*文書抜粋*
+-------+
1996年4月1日午前0時、当時の実験代表者である戸塚洋二先生がスーパーカミオカンデの運転を開始し、共同実験者が実験場の地下坑内に集い観測開始を祝いました。

1996年4月1日午前0時、最初の公式データを取り始めた時の実験ログブック。「Run1000 Started by Totsuka-san! It works!(戸塚さんがデータ取得を開始した!動いた!)」

この20年間には、いろいろなことがありました。1998年にスーパーカミオカンデは大気ニュートリノの観測によりニュートリノ振動を発見し、ニュートリノが質量を持つことを示しました。この成果は梶田隆章先生の2015年ノーベル物理学賞受賞に貢献しました。その後も2001年には太陽ニュートリノ振動発見、2004年には世界に先駆けて行われた長基線加速器ニュートリノ実験(K2K実験)によるニュートリノ振動の確認、2011年にはT2K実験による第3の振動モードの発見など、多くの成果をあげてきました。一方、2001年には約60%の光電子増倍管が破損してしまうという事故がありました。そのため2002年から2005年までは約半分の光電子増倍管で運転をしましたが、2006年に装置を完全復旧させ現在に至っています。このように長年スーパーカミオカンデを運転してこれましたことは、関係諸方々および国民の皆様のご理解とご協力の賜物です。この場をお借りして、深く御礼申し上げます。
+-------+
物体検出データ:
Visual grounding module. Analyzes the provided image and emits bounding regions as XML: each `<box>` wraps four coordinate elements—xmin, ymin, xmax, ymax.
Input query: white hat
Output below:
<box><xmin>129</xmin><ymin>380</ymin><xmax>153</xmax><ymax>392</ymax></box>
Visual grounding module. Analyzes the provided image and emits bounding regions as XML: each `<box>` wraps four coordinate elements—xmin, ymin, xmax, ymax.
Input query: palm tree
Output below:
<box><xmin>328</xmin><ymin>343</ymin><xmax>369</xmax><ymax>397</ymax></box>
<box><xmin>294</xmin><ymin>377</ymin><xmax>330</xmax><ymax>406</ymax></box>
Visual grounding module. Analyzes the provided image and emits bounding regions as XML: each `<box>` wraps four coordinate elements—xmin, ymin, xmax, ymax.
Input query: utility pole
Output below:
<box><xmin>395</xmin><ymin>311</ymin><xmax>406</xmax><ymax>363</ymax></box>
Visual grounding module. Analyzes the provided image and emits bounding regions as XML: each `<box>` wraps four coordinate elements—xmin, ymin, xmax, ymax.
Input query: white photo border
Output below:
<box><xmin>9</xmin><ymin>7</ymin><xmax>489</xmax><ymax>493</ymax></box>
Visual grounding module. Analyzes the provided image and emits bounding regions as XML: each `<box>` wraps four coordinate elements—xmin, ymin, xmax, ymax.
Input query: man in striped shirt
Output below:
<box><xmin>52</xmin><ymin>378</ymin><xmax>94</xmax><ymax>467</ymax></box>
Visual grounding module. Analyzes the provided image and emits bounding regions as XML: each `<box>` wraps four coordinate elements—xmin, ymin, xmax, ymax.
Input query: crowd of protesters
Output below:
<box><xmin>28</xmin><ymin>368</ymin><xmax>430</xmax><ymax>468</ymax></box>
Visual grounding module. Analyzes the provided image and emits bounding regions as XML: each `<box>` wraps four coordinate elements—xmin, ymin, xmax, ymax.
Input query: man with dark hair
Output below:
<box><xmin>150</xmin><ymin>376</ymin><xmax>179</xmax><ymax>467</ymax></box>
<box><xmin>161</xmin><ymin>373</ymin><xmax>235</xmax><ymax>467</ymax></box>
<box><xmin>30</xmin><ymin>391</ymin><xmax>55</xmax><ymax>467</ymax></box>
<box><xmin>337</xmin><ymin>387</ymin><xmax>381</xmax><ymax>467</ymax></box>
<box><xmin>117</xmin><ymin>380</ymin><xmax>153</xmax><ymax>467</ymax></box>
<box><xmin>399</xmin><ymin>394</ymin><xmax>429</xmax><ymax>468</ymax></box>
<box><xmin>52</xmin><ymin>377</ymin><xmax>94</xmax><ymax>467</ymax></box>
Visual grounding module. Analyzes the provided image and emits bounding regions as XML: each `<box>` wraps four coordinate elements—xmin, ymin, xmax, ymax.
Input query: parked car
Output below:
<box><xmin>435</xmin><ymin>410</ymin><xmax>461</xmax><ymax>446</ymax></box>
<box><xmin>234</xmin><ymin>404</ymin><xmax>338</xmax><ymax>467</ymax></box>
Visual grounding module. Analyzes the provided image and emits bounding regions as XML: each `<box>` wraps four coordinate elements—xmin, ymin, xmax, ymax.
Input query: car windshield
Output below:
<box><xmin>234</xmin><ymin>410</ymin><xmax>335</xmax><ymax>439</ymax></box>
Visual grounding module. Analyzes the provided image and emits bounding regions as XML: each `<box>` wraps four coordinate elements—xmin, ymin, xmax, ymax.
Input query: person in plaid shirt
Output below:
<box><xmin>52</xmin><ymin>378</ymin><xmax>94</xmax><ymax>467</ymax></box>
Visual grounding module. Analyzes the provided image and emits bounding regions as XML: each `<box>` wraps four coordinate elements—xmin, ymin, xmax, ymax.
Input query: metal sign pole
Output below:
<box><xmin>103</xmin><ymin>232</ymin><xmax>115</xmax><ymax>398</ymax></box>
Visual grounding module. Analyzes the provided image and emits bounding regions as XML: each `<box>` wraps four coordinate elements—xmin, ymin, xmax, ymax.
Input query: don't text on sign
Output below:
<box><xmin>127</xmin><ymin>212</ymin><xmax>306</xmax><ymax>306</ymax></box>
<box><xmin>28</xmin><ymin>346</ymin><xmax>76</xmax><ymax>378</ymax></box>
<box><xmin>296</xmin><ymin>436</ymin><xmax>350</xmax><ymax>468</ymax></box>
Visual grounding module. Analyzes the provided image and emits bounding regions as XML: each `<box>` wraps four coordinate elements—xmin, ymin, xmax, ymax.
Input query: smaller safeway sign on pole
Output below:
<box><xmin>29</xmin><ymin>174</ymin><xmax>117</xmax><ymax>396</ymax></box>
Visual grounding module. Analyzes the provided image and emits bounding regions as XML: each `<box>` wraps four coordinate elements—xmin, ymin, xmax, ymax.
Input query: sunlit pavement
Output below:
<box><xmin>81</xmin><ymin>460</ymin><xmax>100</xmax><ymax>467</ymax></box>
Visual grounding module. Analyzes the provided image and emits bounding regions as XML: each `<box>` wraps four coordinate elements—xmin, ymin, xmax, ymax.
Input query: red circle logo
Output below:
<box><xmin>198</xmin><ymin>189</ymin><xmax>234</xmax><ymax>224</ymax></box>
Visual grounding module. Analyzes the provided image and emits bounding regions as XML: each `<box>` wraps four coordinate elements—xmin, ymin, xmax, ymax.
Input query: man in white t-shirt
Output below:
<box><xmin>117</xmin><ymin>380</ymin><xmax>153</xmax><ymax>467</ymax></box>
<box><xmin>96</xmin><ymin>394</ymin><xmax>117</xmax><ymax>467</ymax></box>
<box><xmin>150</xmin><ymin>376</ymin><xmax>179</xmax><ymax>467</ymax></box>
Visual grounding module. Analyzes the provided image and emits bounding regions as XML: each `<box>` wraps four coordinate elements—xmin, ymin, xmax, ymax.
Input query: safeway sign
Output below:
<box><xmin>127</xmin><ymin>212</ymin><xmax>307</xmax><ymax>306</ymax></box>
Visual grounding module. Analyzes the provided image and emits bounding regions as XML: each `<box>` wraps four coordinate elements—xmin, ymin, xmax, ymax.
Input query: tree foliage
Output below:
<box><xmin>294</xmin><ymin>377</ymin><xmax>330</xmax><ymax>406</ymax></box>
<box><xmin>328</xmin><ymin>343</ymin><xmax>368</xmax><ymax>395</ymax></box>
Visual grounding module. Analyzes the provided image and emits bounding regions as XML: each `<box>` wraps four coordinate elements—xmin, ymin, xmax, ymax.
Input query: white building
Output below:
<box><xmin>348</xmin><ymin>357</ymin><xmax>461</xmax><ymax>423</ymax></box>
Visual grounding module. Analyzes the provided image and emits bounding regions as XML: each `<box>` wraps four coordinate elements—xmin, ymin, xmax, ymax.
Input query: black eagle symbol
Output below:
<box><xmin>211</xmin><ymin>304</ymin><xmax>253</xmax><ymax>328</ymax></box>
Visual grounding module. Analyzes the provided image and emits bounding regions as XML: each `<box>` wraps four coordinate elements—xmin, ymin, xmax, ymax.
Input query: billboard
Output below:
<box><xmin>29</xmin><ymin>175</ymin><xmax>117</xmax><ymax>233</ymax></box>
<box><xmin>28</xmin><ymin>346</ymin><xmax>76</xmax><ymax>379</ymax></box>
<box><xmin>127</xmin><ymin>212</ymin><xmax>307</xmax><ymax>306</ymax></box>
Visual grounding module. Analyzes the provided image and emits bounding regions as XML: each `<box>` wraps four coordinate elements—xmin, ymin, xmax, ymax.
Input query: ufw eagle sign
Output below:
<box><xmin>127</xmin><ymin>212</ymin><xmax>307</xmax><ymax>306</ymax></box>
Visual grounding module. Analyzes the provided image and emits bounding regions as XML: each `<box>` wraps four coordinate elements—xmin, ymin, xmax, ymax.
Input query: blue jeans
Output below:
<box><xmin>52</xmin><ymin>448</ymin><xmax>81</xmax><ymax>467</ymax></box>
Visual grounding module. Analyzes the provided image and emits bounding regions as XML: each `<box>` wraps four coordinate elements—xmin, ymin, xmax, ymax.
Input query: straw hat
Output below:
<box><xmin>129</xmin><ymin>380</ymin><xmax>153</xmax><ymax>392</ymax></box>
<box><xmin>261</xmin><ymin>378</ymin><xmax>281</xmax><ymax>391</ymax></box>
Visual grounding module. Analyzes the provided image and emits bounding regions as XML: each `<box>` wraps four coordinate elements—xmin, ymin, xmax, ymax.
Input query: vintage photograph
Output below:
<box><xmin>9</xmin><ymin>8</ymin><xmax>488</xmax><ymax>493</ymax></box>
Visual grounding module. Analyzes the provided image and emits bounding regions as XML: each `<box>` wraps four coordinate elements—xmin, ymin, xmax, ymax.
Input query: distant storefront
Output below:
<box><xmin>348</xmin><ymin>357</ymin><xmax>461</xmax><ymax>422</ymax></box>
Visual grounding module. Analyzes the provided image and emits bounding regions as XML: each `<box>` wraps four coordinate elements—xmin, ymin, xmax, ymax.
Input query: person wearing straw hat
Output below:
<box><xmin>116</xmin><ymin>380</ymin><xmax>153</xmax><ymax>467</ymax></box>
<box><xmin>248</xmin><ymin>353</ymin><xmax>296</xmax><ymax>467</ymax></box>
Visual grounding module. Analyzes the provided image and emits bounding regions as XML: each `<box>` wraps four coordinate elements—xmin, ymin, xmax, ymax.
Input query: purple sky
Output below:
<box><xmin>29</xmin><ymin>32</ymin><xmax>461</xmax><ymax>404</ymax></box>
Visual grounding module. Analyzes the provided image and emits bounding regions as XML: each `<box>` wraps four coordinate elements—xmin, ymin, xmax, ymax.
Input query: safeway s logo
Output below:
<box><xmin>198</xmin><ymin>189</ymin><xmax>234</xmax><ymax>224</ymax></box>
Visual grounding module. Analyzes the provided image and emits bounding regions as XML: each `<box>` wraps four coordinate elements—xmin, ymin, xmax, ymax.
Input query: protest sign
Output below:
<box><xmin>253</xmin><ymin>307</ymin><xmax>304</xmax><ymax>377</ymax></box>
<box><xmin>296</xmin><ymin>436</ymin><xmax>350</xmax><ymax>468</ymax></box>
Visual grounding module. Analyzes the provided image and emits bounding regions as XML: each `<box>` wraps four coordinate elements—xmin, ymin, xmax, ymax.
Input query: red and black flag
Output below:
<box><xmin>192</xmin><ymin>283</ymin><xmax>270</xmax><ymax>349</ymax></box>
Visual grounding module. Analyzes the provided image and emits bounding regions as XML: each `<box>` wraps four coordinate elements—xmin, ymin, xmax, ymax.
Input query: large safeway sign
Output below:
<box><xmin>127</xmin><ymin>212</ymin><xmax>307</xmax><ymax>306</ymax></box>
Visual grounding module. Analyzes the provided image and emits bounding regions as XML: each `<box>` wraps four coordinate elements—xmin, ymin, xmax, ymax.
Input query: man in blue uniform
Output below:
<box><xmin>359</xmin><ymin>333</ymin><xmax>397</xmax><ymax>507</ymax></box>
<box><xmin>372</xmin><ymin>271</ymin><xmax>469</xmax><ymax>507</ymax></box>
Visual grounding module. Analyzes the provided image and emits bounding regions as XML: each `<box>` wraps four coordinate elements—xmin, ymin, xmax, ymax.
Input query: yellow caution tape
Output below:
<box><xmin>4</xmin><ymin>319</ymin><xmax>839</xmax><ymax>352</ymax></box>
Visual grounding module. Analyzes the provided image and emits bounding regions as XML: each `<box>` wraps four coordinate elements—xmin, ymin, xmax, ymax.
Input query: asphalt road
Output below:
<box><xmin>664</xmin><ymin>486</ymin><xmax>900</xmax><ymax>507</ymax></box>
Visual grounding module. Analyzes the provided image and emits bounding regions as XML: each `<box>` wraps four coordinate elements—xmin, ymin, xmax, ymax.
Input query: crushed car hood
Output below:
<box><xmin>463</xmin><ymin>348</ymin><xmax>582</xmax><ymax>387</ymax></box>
+-------+
*課題内容*
スーパーカミオカンデの歩みを述べた文章を、最後の文の後から書き進めてください。 この資料は本課題には関わりません。

*解答例*
スーパーカミオカンデはこれからも新たな発見に向けて観測を継続していきます。我々の銀河系で超新星爆発がおこれば何千もの事象が観測され、詳しい爆発メカニズムが解明されるはずです。また、装置を高度化することによって、宇宙の初めから起きてきた超新星爆発からのニュートリノもとらえようとしています。T2K実験ではニュートリノと反ニュートリノの違いを探ろうとしています。 今後ともご指導・ご協力の程、よろしくお願い申し上げます。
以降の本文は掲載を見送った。